§ **WORK TO COMPLETE**
A) In the community story from Iceland below, how many teachers consulted with home services when the center closed during the lockdown?
B) Write the next part of the community story from Iceland below, starting after its last sentence.

··· PAGE EXTRACT ···

Anna Soffía Óskarsdóttir, a Community Story from Iceland
I am 67 and I am a project manager, consultant and teacher. I have worked in adult education teaching disabled people for 25 years. My main field of interest is severe to profound multiple disabled people with little or non-formal language. I have worked at the Fjölmennt adult education center for learning disabled people - Lifelong learning for 18 years. I found out about EPALE 6 years ago. I use the platform to look for partners in adult education for teaching disabled people.
Teachers at the Fjölmennt adult education centre for disabled people – Lifelong learning and their work during the COVID-19 lockdown
Fjölmennt provides a wide range of courses for teaching disabled people. Most of the Fjölmennts learners have severe to profound learning disabilities. Distance education has therefore been a great challenge.
When the center had to close during the months of lockdown, the group of 14 teachers consulted with home services and brainstormed about possibilities in distance learning for Fjölmennts learners. Many of the teachers have been publishing teaching material on the web for years or sending their learners material by email. Some teachers even use Facebook groups on some of their courses. Others had little or no experience of preparing their teaching material for publication in this way. All teachers tried new ways of working. Some took small steps, others were more adventurous. The teachers created new learning material and sent it to their learners once a week. Most of it was also published on the Fjölmennts website and under different categories. Some of the material is in the form of videos, other material is ready to print out for use, and some is directed at the assistants, to improve their knowledge or skills in how to assist their clients in the new activities. All learning material on the Fjölmennts website is accessible to all learning-disabled people and their assistants nationwide.

··· DATA FOR ANALYSIS ···

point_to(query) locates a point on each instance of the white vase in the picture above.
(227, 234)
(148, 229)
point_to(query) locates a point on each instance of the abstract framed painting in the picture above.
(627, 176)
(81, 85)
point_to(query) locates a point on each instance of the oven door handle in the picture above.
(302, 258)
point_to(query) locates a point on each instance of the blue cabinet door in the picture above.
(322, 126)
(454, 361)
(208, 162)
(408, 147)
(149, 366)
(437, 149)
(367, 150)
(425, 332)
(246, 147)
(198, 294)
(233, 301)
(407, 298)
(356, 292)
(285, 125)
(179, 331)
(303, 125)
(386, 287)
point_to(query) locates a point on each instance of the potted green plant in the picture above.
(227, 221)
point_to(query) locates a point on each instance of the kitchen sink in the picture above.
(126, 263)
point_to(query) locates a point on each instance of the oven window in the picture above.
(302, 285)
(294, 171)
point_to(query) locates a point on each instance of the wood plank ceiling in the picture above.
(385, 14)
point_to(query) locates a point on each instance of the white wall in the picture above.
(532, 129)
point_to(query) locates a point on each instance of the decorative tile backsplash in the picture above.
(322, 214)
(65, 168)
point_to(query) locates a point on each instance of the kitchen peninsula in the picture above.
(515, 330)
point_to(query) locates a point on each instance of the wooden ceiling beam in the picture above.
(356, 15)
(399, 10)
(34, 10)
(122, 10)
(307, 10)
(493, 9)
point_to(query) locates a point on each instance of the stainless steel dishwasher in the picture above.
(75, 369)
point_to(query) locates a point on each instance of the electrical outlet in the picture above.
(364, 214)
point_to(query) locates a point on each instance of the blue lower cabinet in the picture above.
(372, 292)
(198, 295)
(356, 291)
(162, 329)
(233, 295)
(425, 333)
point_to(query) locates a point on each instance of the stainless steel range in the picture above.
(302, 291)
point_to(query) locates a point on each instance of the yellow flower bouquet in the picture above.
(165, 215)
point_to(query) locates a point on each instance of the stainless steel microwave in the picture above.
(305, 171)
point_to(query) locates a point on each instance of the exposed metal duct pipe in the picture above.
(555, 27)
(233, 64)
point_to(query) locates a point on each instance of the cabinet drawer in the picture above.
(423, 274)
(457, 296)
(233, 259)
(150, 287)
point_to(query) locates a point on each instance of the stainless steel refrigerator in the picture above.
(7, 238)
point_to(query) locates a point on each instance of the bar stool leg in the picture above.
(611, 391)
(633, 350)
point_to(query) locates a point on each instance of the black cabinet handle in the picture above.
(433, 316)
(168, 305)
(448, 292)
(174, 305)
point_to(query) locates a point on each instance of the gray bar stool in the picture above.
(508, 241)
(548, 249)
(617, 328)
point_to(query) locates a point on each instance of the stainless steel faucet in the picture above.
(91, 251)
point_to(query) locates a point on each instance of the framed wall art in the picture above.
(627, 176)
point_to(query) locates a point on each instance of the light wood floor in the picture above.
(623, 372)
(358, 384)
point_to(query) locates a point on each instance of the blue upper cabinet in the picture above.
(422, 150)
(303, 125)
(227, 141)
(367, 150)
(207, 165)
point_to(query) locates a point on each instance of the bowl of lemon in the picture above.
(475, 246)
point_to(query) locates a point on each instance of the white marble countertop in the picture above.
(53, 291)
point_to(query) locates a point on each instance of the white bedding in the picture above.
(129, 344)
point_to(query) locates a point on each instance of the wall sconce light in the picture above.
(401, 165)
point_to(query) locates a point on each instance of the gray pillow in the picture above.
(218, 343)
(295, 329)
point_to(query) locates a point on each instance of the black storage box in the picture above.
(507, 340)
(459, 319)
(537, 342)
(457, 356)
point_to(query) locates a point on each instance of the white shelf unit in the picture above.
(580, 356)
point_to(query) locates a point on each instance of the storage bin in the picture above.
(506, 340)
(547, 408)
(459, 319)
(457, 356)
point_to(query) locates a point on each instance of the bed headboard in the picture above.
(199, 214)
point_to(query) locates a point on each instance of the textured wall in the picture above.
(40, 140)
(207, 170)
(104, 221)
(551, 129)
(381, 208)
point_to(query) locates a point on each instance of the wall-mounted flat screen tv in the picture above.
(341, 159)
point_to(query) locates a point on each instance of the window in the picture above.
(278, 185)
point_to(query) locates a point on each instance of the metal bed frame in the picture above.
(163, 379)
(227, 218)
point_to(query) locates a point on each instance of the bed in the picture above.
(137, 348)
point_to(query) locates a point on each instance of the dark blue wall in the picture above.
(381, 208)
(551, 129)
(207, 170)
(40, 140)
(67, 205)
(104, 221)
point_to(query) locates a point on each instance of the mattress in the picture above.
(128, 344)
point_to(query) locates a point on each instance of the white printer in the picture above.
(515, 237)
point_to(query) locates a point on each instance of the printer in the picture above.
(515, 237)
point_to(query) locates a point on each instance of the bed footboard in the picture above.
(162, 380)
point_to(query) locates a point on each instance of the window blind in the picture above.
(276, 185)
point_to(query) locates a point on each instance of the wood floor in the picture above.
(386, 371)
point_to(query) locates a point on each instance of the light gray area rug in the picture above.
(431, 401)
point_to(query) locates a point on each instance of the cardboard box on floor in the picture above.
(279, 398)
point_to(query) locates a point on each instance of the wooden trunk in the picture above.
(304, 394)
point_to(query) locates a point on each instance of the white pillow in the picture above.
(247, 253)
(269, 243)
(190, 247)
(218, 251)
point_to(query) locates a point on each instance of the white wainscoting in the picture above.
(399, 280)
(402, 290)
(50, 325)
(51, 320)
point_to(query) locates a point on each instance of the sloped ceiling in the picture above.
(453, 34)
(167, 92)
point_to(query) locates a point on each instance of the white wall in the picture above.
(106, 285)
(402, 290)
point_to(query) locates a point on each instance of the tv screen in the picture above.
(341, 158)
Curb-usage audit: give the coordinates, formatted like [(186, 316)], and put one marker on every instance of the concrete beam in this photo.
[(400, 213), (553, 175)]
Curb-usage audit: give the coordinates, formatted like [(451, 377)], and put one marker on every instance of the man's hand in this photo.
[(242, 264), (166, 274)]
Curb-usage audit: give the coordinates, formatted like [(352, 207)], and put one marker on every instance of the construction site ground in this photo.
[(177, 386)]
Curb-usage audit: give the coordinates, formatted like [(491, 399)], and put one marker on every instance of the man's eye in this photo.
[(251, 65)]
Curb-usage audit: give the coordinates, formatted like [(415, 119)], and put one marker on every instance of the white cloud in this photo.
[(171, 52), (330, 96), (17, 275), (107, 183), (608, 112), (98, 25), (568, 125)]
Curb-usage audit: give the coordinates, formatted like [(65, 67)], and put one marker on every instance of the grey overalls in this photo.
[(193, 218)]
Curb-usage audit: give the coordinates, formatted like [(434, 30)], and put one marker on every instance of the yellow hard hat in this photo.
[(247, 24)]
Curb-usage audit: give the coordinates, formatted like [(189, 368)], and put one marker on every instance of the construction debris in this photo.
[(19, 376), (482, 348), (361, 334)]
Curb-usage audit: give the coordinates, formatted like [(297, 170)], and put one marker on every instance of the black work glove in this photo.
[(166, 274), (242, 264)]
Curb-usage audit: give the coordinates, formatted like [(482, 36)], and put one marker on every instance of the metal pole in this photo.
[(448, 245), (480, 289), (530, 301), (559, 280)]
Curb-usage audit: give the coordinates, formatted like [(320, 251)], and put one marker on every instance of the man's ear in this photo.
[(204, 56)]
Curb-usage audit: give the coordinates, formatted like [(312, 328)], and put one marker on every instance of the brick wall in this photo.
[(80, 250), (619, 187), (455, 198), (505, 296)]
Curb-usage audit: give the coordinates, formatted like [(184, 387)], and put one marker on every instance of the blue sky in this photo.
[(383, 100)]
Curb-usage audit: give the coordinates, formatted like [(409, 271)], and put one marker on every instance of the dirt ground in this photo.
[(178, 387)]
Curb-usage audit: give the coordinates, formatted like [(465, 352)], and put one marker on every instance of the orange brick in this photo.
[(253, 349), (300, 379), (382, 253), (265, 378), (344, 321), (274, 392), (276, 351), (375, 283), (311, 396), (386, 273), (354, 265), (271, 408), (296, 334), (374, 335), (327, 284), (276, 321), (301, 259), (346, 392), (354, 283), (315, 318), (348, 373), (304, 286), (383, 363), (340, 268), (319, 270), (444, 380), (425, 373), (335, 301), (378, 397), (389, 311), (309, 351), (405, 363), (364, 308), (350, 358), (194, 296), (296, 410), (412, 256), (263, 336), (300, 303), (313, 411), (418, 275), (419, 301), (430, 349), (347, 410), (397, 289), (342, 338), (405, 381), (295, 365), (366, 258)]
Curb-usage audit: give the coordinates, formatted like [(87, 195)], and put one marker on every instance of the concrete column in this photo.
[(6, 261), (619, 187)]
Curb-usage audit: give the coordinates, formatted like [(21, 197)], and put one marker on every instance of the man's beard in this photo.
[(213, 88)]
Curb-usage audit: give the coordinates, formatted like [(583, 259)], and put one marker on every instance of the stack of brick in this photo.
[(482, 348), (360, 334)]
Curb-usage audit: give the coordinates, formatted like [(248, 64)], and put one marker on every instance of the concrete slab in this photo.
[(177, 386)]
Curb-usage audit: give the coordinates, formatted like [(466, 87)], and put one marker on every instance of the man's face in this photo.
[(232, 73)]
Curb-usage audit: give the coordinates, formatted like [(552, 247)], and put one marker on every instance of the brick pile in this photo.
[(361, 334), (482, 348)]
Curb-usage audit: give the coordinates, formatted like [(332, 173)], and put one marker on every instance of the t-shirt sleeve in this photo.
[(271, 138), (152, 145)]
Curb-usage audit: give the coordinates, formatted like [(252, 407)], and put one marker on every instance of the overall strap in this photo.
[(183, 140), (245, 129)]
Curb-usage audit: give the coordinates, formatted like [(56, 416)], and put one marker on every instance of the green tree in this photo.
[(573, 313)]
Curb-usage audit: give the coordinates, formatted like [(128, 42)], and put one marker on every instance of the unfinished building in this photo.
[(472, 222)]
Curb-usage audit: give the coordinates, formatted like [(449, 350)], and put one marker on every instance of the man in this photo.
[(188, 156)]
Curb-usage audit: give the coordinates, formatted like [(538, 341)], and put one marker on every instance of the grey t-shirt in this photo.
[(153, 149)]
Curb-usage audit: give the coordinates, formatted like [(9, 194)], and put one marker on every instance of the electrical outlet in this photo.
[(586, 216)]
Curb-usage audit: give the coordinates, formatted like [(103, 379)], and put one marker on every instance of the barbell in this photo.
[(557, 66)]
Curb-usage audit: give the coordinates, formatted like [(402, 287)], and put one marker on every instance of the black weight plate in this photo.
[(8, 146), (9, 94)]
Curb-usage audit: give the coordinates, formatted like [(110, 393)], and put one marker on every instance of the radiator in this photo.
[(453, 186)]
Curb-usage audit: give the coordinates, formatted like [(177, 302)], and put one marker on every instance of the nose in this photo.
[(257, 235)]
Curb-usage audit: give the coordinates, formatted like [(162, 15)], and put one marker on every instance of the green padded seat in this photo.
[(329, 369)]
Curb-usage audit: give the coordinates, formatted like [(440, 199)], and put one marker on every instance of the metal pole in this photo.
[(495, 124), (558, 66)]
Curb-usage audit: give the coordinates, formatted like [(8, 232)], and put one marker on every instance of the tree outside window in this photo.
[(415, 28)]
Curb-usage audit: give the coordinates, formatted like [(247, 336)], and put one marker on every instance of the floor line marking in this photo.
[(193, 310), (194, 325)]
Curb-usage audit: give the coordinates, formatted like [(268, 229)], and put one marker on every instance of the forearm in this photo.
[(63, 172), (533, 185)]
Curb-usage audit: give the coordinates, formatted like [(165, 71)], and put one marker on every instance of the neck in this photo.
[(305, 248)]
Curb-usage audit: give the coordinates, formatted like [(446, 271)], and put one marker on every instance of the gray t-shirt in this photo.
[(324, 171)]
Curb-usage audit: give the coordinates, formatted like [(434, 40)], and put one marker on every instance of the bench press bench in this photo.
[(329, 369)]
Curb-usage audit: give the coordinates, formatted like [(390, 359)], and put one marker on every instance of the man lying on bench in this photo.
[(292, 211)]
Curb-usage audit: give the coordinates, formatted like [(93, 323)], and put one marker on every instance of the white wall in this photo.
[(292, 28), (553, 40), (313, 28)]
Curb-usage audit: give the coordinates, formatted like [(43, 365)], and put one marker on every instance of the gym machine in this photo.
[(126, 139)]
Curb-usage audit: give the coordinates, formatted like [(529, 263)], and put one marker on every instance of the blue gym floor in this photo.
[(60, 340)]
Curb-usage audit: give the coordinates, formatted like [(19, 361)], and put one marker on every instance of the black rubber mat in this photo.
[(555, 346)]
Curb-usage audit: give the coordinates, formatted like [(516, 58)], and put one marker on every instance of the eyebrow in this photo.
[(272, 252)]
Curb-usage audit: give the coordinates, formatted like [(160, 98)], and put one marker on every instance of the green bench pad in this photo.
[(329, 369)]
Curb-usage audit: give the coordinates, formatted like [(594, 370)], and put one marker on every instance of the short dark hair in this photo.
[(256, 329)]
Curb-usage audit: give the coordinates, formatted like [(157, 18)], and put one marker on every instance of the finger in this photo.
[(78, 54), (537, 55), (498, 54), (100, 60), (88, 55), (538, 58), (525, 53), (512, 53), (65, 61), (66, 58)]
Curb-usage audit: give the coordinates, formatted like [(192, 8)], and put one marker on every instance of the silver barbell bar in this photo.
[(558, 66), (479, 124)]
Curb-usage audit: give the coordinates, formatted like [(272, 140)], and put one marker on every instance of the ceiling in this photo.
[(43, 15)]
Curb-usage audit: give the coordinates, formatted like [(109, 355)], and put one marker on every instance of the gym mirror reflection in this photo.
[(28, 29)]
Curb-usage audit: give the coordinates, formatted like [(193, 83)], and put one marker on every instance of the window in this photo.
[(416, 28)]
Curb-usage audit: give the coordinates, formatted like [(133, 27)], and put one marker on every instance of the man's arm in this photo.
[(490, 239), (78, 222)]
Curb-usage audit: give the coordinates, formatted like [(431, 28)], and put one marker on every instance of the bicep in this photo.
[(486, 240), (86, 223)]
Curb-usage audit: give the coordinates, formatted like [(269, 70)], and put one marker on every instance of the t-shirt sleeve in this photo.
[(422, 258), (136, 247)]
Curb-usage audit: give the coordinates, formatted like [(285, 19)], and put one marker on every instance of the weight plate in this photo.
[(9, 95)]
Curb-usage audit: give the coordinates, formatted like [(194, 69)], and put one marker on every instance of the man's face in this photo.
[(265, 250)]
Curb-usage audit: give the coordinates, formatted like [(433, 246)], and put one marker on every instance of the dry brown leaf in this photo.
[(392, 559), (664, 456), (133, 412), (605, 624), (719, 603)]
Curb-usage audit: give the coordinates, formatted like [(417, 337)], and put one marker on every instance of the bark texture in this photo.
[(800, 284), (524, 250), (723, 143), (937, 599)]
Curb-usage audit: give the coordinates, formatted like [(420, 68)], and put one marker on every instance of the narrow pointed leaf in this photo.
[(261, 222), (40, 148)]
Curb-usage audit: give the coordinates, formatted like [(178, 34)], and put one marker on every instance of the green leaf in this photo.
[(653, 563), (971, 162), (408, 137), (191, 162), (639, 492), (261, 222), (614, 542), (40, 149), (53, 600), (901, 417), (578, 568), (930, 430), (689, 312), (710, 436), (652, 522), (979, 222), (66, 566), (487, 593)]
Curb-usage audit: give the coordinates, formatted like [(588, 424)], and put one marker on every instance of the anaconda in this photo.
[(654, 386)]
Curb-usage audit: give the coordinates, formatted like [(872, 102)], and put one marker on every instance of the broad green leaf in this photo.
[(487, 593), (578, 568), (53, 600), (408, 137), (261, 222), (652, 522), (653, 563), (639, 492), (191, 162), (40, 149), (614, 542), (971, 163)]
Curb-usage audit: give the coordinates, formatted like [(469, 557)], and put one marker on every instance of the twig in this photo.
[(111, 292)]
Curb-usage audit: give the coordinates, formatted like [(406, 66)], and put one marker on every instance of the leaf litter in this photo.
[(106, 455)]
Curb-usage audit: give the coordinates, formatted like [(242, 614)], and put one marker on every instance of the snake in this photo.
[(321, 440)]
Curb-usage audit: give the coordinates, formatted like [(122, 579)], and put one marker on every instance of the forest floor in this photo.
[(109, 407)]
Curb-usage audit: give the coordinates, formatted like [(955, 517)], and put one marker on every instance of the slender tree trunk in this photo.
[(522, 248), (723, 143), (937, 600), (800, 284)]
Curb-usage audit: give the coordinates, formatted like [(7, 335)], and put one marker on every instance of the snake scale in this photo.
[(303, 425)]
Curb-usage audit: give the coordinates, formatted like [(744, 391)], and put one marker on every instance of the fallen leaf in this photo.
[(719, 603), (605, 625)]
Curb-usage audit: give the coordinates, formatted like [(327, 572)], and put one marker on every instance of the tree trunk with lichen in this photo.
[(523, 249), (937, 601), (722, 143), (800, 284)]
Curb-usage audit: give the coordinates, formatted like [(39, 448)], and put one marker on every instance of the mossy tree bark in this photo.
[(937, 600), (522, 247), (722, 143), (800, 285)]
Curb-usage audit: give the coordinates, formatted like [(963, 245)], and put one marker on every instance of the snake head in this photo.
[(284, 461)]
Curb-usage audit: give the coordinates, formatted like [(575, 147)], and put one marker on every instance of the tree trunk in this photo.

···

§ **ANSWERS FOR THIS EXERCISE**
A) 14 teachers.

B)
Some learners got direct teaching in video conversation through Messenger, Facetime or Zoom. The teaching was mostly one-to-one and in real time. Many music courses continued over the internet, so did some computer/tablet related courses. Some courses in communication for profoundly multiply disabled people took on new dimensions through video conversations. This opened up new possibilities for maintaining family contacts in spite of the pandemic quarantine. Some of the courses which focus more on perception and experience continued more in the form of ideas on how to spend quality time at home. Only half of the home services used the home teaching material and video lessons, since the pandemic confinement put significant strain on the services. For the other half use of the material varied from rather limited use to setting up special Fjolmennt hours working on the home material or helping their clients to participate in direct video lessons with their teacher. Some of the material was also used as a form of entertainment or leisure such as Zumba or ball games, or an opportunity for residents to create their own cooking books, choosing from the array of recipes.
Fjölmennt’s work was well received by our learners and their spokespeople. Some learners would have liked to have had phone calls or videocalls more often even if it was not part of the direct teaching, but rather as a way of motivating them to use the material.
Teachers were cautious not to put pressure on the home services, knowing that many struggled.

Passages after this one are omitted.